Output the data below in full, character for character.
+--
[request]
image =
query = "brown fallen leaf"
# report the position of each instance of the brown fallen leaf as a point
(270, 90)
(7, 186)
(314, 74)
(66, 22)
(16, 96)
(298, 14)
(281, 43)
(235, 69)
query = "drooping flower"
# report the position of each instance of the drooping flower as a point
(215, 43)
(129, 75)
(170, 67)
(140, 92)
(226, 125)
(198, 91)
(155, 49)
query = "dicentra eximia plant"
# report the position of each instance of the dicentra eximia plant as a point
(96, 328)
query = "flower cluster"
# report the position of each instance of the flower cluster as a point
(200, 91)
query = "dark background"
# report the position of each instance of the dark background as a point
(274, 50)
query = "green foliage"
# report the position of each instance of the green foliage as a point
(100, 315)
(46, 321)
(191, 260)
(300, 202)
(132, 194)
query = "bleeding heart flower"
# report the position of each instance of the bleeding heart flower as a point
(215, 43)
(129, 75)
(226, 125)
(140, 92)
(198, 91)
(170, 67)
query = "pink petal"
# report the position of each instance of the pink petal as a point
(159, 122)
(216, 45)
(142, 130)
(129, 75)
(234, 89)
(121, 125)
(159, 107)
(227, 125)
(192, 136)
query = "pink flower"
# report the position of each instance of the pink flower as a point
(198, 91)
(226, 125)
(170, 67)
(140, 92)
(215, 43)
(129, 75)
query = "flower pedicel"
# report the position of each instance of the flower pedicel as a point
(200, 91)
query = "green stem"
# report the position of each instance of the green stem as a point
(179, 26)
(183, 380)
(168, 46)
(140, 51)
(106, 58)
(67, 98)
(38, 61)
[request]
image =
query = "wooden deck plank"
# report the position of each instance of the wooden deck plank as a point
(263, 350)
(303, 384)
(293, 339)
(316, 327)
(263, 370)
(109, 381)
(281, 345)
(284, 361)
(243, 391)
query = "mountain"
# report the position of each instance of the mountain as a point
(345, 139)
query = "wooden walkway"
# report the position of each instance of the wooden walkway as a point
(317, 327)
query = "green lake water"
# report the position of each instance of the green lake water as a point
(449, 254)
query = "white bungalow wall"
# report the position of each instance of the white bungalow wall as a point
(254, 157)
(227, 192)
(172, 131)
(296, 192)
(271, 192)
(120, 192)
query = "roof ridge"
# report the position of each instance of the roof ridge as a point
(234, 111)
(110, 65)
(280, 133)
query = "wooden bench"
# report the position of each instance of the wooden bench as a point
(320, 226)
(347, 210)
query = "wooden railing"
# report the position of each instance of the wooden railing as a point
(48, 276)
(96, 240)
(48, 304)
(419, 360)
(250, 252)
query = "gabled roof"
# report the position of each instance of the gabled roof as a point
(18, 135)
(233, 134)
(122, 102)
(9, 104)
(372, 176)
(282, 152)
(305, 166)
+--
Answer to this task:
[request]
image =
query = "brown fallen leaf"
# report the position of each instance of the brown fallen leaf as a point
(270, 90)
(7, 186)
(314, 74)
(66, 22)
(16, 96)
(298, 14)
(281, 43)
(235, 69)
query = "drooping flower"
# report the position of each instance of the drooping flower as a point
(215, 43)
(129, 75)
(170, 67)
(140, 92)
(226, 125)
(198, 91)
(155, 49)
query = "dicentra eximia plant"
# report the position of each instance of the dicentra eximia plant as a point
(96, 328)
query = "flower cluster"
# report the position of each instance of the flower cluster as a point
(200, 91)
query = "dark background"
# report the position of each instance of the dark background as a point
(274, 50)
query = "green foliage"
# report the position of each instance of the green foliage as a point
(100, 315)
(46, 321)
(191, 260)
(300, 202)
(132, 194)
query = "bleeding heart flower"
# report the position of each instance of the bleeding heart flower as a point
(215, 43)
(129, 75)
(226, 125)
(140, 92)
(198, 91)
(170, 67)
query = "pink petal"
# report the position of each instance of the pink petal as a point
(159, 122)
(216, 45)
(142, 130)
(129, 75)
(234, 89)
(121, 125)
(159, 107)
(227, 125)
(192, 136)
query = "pink flower"
# report the position of each instance of the pink flower as a point
(198, 91)
(226, 125)
(170, 67)
(140, 92)
(215, 43)
(129, 75)
query = "flower pedicel"
# report the position of each instance of the flower pedicel as a point
(200, 91)
query = "green stem"
# report the position of each instance of the green stem as a point
(179, 26)
(183, 380)
(168, 46)
(140, 51)
(106, 58)
(67, 98)
(38, 61)
[request]
image =
query = "wooden deck plank"
# report the position of each instance of the wooden deck plank as a point
(263, 350)
(303, 384)
(293, 339)
(316, 327)
(263, 370)
(109, 381)
(281, 345)
(284, 361)
(243, 391)
query = "mountain"
# report the position of each instance of the mountain as a point
(345, 139)
query = "wooden walkway"
# report the position of each instance of the wooden walkway as a point
(317, 327)
query = "green lake water"
# report the position of each instance of the green lake water as a point
(449, 254)
query = "white bungalow wall"
# report the position of each instance of the white bungalow wall as a point
(254, 157)
(227, 192)
(172, 131)
(296, 192)
(271, 192)
(120, 192)
query = "roof ridge"
# report the position of each instance of the roof ridge as a point
(234, 111)
(110, 65)
(280, 133)
query = "wooden bench"
# report the position of each instance of the wooden bench as a point
(320, 226)
(347, 210)
query = "wooden railing"
# report the position of each instance of the wooden railing as a point
(48, 276)
(96, 240)
(48, 304)
(419, 360)
(250, 252)
query = "gabled roof"
# report the position of each instance of the gabled roof as a point
(18, 135)
(233, 134)
(122, 102)
(9, 104)
(372, 176)
(282, 152)
(305, 166)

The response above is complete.